=== Dataset entries ===

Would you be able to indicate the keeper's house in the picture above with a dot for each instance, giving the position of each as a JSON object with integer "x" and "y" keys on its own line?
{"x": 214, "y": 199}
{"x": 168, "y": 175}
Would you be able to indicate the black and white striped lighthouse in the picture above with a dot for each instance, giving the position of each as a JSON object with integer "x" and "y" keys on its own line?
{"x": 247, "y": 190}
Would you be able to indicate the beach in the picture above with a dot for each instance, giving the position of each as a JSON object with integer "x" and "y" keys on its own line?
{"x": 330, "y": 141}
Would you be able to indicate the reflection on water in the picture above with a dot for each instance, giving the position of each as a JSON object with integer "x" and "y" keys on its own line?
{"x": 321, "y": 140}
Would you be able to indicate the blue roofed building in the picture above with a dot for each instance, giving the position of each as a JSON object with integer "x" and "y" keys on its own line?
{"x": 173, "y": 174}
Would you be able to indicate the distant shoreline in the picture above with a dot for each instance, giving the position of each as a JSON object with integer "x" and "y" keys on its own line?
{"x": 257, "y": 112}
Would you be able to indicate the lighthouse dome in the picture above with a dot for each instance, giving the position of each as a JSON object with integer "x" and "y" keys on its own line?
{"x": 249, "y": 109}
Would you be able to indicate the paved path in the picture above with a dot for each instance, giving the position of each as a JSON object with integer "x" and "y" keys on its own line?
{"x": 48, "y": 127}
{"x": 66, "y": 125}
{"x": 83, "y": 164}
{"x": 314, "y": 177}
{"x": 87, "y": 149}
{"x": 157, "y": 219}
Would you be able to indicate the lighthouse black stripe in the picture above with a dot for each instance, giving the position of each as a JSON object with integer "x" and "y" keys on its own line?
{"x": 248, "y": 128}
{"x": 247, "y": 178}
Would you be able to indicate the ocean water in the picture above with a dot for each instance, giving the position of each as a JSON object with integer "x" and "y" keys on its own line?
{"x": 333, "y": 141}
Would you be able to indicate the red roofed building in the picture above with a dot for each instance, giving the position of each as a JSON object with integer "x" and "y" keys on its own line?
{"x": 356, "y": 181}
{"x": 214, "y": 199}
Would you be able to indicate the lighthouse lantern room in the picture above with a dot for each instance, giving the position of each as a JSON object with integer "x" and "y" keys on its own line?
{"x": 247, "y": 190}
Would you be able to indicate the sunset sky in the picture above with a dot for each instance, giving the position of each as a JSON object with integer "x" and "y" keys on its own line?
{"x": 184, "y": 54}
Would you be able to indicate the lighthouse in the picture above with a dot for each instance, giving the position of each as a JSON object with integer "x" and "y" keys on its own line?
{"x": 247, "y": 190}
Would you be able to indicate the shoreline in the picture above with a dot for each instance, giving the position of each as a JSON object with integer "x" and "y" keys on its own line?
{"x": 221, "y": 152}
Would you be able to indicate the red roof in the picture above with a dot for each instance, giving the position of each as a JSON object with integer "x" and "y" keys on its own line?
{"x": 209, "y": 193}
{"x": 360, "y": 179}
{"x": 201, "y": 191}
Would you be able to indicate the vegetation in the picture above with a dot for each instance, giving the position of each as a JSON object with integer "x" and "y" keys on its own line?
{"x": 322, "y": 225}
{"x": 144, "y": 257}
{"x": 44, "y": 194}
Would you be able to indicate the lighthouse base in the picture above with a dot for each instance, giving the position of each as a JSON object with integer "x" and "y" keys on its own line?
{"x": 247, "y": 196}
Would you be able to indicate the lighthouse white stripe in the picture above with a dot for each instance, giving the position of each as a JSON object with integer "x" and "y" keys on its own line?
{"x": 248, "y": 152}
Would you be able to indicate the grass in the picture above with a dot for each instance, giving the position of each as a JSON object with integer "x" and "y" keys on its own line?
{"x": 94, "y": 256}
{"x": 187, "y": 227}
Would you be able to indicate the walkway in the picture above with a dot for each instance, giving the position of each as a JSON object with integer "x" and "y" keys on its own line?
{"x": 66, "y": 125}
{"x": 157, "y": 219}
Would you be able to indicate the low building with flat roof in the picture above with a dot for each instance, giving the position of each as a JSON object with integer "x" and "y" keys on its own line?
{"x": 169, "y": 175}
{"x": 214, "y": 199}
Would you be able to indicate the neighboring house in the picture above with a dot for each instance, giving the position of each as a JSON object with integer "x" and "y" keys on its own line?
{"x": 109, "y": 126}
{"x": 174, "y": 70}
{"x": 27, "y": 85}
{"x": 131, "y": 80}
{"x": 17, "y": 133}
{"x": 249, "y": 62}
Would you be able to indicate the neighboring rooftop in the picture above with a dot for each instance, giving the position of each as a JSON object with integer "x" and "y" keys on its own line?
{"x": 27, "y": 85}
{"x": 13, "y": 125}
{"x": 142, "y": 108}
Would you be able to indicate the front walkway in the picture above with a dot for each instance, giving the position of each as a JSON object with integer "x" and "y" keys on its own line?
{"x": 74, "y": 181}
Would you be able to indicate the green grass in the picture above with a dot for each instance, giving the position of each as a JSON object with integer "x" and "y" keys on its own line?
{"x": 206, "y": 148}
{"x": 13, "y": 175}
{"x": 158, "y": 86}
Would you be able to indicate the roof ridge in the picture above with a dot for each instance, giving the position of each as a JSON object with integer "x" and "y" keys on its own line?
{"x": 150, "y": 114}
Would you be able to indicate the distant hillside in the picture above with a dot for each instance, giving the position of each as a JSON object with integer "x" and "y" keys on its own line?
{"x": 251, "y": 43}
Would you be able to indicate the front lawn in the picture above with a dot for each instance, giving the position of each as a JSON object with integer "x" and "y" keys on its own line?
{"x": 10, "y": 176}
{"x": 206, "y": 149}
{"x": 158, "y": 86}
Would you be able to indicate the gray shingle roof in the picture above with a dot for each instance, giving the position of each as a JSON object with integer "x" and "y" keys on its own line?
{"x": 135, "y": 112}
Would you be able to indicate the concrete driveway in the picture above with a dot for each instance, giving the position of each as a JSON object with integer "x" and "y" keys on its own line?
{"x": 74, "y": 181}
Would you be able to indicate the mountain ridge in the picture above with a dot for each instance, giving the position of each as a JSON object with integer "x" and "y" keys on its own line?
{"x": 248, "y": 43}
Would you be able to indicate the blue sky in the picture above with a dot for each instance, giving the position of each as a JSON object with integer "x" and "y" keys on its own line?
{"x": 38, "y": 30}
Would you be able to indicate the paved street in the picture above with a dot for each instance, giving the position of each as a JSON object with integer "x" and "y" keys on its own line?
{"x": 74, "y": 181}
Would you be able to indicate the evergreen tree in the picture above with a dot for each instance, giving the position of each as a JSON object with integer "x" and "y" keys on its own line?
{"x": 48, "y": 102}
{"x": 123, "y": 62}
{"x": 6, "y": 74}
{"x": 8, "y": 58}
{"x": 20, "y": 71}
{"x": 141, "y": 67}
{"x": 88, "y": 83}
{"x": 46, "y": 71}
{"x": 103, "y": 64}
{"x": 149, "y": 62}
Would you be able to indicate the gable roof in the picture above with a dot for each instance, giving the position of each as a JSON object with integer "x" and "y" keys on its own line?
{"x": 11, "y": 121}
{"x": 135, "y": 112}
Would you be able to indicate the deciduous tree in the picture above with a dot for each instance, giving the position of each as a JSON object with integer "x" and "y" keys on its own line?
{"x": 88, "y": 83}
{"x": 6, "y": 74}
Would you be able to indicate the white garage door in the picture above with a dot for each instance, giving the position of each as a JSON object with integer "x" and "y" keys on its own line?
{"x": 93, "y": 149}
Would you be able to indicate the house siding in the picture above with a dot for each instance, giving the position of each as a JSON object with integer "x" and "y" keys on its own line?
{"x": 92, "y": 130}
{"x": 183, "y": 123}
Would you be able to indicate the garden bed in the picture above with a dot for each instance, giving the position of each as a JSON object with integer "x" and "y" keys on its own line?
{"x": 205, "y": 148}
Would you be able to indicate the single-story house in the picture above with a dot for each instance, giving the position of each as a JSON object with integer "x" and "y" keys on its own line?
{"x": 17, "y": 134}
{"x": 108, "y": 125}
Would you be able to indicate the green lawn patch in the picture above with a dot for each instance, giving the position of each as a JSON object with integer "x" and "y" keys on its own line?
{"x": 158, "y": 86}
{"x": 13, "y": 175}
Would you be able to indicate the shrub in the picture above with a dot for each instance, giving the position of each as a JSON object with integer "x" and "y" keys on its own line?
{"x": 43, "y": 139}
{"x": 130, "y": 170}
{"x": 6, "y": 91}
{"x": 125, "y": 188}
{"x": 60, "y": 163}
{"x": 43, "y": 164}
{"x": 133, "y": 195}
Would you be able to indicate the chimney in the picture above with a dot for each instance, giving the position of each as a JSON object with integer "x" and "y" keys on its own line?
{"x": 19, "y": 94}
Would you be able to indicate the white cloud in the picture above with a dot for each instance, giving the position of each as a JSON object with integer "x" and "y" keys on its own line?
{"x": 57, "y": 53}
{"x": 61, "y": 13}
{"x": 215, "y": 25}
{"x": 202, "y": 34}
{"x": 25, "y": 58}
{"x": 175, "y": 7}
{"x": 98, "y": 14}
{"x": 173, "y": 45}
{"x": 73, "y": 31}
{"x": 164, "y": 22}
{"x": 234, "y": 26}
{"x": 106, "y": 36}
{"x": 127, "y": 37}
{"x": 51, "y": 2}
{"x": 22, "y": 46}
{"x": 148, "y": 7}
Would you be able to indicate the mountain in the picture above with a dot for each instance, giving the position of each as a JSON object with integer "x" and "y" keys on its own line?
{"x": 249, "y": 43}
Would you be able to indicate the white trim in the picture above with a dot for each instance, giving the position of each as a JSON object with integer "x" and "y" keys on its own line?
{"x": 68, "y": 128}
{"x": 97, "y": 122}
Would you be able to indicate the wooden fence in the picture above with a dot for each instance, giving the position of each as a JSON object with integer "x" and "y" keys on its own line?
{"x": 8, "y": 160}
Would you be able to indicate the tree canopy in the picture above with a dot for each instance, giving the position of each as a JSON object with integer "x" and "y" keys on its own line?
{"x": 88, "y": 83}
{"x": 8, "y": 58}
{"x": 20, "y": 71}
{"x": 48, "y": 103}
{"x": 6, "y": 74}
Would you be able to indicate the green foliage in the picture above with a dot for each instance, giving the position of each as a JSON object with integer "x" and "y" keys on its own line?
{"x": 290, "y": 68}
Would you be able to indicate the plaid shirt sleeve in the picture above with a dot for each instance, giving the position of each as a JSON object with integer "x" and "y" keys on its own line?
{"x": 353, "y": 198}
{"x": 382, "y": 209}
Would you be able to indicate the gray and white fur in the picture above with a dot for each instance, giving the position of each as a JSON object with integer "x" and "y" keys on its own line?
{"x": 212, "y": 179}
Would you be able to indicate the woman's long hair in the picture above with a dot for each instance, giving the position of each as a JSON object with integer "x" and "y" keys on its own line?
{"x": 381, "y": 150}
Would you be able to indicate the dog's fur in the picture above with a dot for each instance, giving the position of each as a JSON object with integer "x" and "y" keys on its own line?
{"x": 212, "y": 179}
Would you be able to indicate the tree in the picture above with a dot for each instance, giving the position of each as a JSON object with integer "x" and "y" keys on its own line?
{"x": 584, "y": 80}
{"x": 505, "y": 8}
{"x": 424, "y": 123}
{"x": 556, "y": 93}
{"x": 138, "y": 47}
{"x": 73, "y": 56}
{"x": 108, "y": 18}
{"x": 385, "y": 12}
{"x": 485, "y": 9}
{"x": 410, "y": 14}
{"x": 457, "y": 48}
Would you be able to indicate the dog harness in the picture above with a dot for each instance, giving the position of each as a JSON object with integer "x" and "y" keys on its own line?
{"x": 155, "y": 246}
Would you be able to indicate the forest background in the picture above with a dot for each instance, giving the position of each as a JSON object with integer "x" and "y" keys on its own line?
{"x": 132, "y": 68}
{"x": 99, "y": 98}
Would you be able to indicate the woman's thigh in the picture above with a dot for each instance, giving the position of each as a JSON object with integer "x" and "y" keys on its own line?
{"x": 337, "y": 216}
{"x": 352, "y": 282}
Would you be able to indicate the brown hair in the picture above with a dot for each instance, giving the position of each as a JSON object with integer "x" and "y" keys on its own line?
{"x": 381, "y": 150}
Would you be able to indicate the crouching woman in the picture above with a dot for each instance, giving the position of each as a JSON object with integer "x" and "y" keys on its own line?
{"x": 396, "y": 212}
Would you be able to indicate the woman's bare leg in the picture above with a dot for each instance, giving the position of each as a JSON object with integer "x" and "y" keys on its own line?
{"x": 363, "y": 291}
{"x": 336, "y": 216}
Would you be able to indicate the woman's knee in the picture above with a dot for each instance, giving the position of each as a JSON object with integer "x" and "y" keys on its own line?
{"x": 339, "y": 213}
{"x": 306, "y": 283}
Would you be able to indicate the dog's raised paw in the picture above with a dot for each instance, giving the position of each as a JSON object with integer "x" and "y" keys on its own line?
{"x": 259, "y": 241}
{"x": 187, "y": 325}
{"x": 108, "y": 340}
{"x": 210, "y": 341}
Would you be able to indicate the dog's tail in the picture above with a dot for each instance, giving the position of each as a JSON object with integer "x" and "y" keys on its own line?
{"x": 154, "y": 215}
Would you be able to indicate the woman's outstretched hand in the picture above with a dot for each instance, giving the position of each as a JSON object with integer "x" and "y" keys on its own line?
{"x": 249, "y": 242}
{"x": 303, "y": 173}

===

__What you will do__:
Which lines run from the one containing "Would you be able to indicate the crouching" to the final line of the entries? Return those lines exactly, and only those.

__Finished exercise__:
Would you be able to indicate the crouching woman in the picture above with a dot for each instance, giving the position of each as a JSON object with integer "x" and "y" keys on its own line?
{"x": 396, "y": 212}
Would you be able to indicate the woman's bare leg in the picture above with a dot for each instance, giving the position of each as a JSON object with integer "x" and "y" keys on its own line?
{"x": 363, "y": 291}
{"x": 336, "y": 216}
Would you be able to indicate the woman's knee in the picture above with a dot for each instance, giving the position of each as a JSON object with integer "x" and "y" keys on its own line?
{"x": 339, "y": 213}
{"x": 306, "y": 283}
Would you be able to indicate the dog's raised paw in the picture above with a dot for each instance, giving the position of each as a JSON object with integer "x" and "y" keys on its own line?
{"x": 259, "y": 241}
{"x": 187, "y": 325}
{"x": 108, "y": 340}
{"x": 210, "y": 341}
Would you be able to indicate the dog's tail in the picture above with a dot for each instance, giving the position of each as a JSON object with integer "x" and "y" keys on its own line?
{"x": 154, "y": 215}
Would you be able to indicate the woman's outstretched hand in the picture above with a dot for each instance, giving the position of each as a JSON object with integer "x" and "y" keys on its own line?
{"x": 249, "y": 242}
{"x": 303, "y": 173}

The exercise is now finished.